**Written request**
Restate the records below word for word.

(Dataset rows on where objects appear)
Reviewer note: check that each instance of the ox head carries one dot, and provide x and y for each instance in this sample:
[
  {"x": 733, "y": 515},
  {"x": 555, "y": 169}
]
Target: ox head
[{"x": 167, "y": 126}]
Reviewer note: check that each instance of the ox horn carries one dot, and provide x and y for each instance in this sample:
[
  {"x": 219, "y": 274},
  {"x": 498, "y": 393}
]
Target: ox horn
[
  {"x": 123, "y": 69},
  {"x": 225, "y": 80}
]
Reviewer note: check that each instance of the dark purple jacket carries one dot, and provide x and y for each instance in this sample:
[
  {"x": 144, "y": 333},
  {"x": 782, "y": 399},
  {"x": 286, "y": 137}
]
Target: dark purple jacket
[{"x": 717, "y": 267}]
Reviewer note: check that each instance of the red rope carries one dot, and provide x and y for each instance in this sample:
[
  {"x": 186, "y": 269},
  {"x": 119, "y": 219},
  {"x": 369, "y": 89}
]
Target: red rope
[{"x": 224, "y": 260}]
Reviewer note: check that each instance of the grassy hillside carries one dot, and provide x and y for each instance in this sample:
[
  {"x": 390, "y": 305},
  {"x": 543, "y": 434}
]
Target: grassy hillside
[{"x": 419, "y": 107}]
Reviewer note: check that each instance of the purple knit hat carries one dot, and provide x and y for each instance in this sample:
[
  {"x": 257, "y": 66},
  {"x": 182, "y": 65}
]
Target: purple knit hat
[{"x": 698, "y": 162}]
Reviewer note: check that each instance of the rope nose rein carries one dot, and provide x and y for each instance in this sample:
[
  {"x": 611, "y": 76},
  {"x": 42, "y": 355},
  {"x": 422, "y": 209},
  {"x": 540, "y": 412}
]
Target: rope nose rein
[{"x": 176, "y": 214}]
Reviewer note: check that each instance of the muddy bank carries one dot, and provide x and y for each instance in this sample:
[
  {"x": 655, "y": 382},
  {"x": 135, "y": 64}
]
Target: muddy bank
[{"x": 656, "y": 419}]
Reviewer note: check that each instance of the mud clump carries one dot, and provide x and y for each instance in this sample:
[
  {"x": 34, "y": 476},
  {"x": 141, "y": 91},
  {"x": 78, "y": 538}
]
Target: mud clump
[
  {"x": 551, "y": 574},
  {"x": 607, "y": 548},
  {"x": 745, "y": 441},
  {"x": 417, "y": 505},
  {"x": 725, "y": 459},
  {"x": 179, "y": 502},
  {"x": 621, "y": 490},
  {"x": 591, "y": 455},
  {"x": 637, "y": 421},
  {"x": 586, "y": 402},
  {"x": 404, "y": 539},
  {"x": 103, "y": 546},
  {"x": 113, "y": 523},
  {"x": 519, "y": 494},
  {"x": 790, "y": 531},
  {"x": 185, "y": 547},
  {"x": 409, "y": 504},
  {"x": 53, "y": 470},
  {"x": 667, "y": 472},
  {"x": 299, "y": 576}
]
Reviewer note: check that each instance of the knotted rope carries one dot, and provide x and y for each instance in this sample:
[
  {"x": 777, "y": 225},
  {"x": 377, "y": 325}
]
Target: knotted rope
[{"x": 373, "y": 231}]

**Reply to the exercise**
Reviewer note: check that each instance of the ox head carries one dot, and provide x and y for each instance in this sample:
[
  {"x": 733, "y": 515},
  {"x": 555, "y": 169}
]
Target: ox head
[{"x": 167, "y": 126}]
Reviewer note: check that each instance of the ox horn carries one dot, and provide x and y for each instance in this sample:
[
  {"x": 219, "y": 274},
  {"x": 498, "y": 393}
]
Target: ox horn
[
  {"x": 123, "y": 69},
  {"x": 225, "y": 80}
]
Reviewer note: check that each instance of the dark purple jacket carries one dot, and provide x and y for each instance in this sample:
[
  {"x": 144, "y": 333},
  {"x": 782, "y": 399},
  {"x": 286, "y": 137}
]
Target: dark purple jacket
[{"x": 717, "y": 267}]
Reviewer note: check that each instance of the red rope carries one dot, and provide x and y for each instance in this sample:
[
  {"x": 186, "y": 269},
  {"x": 119, "y": 219},
  {"x": 369, "y": 89}
]
Target: red rope
[{"x": 224, "y": 260}]
Reviewer note: check that each instance of the grassy hillside carries one dot, and provide x and y for each instance in this sample:
[
  {"x": 390, "y": 305},
  {"x": 543, "y": 434}
]
Target: grassy hillside
[{"x": 419, "y": 107}]
Reviewer note: check that each instance of the purple knit hat carries one dot, and provide x and y for each instance in this sample:
[
  {"x": 257, "y": 66},
  {"x": 182, "y": 65}
]
Target: purple knit hat
[{"x": 698, "y": 162}]
Reviewer note: check that each instance of the rope nose rein carries one dot, and provide x and y for each instance in this sample:
[
  {"x": 611, "y": 76},
  {"x": 42, "y": 355},
  {"x": 422, "y": 209},
  {"x": 540, "y": 412}
]
Target: rope nose rein
[{"x": 176, "y": 214}]
Reviewer note: check that each instance of the muddy bank carries one dot, and provide x and y for each instance in this sample:
[
  {"x": 655, "y": 382},
  {"x": 135, "y": 64}
]
Target: muddy bank
[{"x": 656, "y": 419}]
Reviewer note: check that each instance of the mud clump carries one dot, and provide x and y for each instance in this sample:
[
  {"x": 34, "y": 476},
  {"x": 141, "y": 91},
  {"x": 78, "y": 538}
]
Target: mud clump
[
  {"x": 551, "y": 574},
  {"x": 607, "y": 548},
  {"x": 745, "y": 441},
  {"x": 417, "y": 505},
  {"x": 725, "y": 459},
  {"x": 179, "y": 502},
  {"x": 621, "y": 490},
  {"x": 591, "y": 455},
  {"x": 637, "y": 421},
  {"x": 586, "y": 402},
  {"x": 404, "y": 539},
  {"x": 103, "y": 546},
  {"x": 113, "y": 523},
  {"x": 519, "y": 494},
  {"x": 790, "y": 531},
  {"x": 185, "y": 547},
  {"x": 409, "y": 504},
  {"x": 53, "y": 470},
  {"x": 667, "y": 472},
  {"x": 299, "y": 576}
]
Reviewer note: check that each instance of the knotted rope carries one dot, and provide x and y for each instance in this sample:
[
  {"x": 777, "y": 225},
  {"x": 377, "y": 325}
]
Target: knotted rope
[{"x": 373, "y": 231}]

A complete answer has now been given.